**What to work on**
1. Answer these questions using the post about foreachBatch in Lakeflow Declarative Pipelines:
(a) Where does the Million-Click Club use case record data when page visits pass one million within a single time unit?
(b) In what form does the New York City Tracker archive the data it captures?
(c) What value does the code give the "quality" table property?
2. Duplicate the part of the post about foreachBatch in Lakeflow Declarative Pipelines that starts at "LDP provides a" and ends at "various data sinks.".

#### Article

Databricks Community

harshapasala · ‎01-08-2026

If this is the first time you’re hearing about Sinks in Lakeflow Declarative Pipelines (LDP), we highly recommend reading Introducing the SDP Sink API, which explores the recently launched Sinks API, offering the ability to seamlessly sink data to external systems, such as event streams and Delta tables.

Introduction

LDP provides a declarative framework designed to simplify and streamline pipeline development, whether you're processing real-time data with Streaming Tables or aggregating data efficiently using Materialized Views. The introduction of the Sinks API further enhances functionality by enabling seamless integration with external systems.

This blog delves into the support for foreachBatch in LDP, a feature from Apache Spark Structured Streaming that facilitates arbitrary batch operations on streaming data, enabling complex transformations and writes to various data sinks.

From Clicks to Insights: Clickstream Data in Action

For simplicity and reproducibility, this blog post uses the same data source as the Sinks API blog: the clickstream dataset from Databricks Datasets. You can think of this data as a map of the internet, illustrating where visitors navigate and how they move from one page to another. To keep things straightforward, we'll assume a one-to-one relationship between page IDs and titles, with titles remaining static. Using this dataset, we'll explore three key use cases:

The Comprehensive Visit Aggregator: Let's dive deeper into total page visits by aggregating them regardless of origin to uncover popular destinations.
The Million-Click Club: This is where things get interesting. We'll implement a monitoring system that records data in SQL Server whenever page visits exceed the one-million mark within a single time unit.
The New York City Tracker: In the final step, we'll actively monitor visits to the "New_York_City" page. Whenever the incoming stream captures such an event, we’ll archive the data as Parquet records for efficient storage and analysis.

By the end of this post, you’ll see how LDP can elevate your data processing workflow. We’ll walk through how to efficiently handle streaming data in real time, seamlessly merge it with existing Delta tables, and dynamically route it to multiple destinations!

Code Walkthrough

Preparing Clickstream Data

We’ll start by importing the necessary modules and creating a Streaming Table to ingest Wikipedia clickstream data in JSON format. Using the @DP.table API, we’ll stream data directly from the source location. You can also configure the pipeline to stream data from any source supported by Autoloader, including event streams. It’s as simple as switching the format and providing the necessary authorization.

from pyspark import pipelines as dp
from pyspark.sql.functions import *
from pyspark.sql.types import *
from delta.tables import DeltaTable


json_path = "/databricks-datasets/wikipedia-datasets/data-001/clickstream/raw-uncompressed-json/"


@dp.table(
 comment="The raw wikipedia click stream dataset, ingested from /databricks-datasets.",
 table_properties={
   "quality": "bronze"
 }
)
def clickstream_raw():
 return (
   spark.readStream.format("cloudFiles").option("cloudFiles.format", "json").option("inferSchema", "true").load(json_path)
 )

########
#### Dataset extract

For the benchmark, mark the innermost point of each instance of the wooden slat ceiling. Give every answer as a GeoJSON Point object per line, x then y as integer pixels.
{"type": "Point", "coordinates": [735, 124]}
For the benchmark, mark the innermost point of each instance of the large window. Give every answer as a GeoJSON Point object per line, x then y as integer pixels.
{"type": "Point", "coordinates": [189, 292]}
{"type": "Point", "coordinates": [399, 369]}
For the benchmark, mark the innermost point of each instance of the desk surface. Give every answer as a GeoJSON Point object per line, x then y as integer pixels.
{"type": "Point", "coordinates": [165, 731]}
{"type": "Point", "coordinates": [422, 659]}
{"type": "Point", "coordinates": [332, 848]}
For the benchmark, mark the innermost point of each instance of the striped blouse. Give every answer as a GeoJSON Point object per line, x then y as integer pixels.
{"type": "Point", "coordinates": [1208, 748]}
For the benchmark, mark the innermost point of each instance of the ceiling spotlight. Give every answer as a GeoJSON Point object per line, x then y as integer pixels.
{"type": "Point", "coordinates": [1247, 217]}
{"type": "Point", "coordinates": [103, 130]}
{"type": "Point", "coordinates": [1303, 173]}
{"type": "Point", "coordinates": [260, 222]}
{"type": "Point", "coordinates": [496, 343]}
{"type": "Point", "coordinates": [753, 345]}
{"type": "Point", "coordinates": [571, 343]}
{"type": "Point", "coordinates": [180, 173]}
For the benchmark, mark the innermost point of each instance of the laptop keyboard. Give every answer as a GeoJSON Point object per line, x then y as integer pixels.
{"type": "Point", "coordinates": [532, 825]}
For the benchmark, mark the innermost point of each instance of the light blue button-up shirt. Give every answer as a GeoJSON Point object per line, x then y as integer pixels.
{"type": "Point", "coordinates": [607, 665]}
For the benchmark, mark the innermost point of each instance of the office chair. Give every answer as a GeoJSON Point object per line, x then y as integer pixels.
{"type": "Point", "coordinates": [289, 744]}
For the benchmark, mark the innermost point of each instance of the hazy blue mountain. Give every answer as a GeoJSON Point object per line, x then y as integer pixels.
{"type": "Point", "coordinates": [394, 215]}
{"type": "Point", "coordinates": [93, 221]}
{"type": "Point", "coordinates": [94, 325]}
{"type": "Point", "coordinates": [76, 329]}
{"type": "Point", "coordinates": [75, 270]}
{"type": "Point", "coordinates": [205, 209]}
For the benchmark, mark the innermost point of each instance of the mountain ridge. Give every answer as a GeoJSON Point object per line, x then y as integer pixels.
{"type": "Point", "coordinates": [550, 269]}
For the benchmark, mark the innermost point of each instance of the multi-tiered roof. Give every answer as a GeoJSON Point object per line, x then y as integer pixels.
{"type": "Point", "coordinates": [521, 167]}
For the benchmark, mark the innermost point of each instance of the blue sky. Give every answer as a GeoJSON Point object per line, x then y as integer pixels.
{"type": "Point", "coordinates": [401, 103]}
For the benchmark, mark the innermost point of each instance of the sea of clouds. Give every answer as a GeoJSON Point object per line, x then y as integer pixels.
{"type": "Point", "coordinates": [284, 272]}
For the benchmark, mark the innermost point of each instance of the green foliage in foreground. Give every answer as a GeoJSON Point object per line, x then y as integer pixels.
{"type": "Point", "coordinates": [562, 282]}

########

**Exercise solutions**
1.
(a) In SQL Server.
(b) As Parquet records.
(c) "bronze"

2.
LDP provides a declarative framework designed to simplify and streamline pipeline development, whether you're processing real-time data with Streaming Tables or aggregating data efficiently using Materialized Views. The introduction of the Sinks API further enhances functionality by enabling seamless integration with external systems.

This blog delves into the support for foreachBatch in LDP, a feature from Apache Spark Structured Streaming that facilitates arbitrary batch operations on streaming data, enabling complex transformations and writes to various data sinks.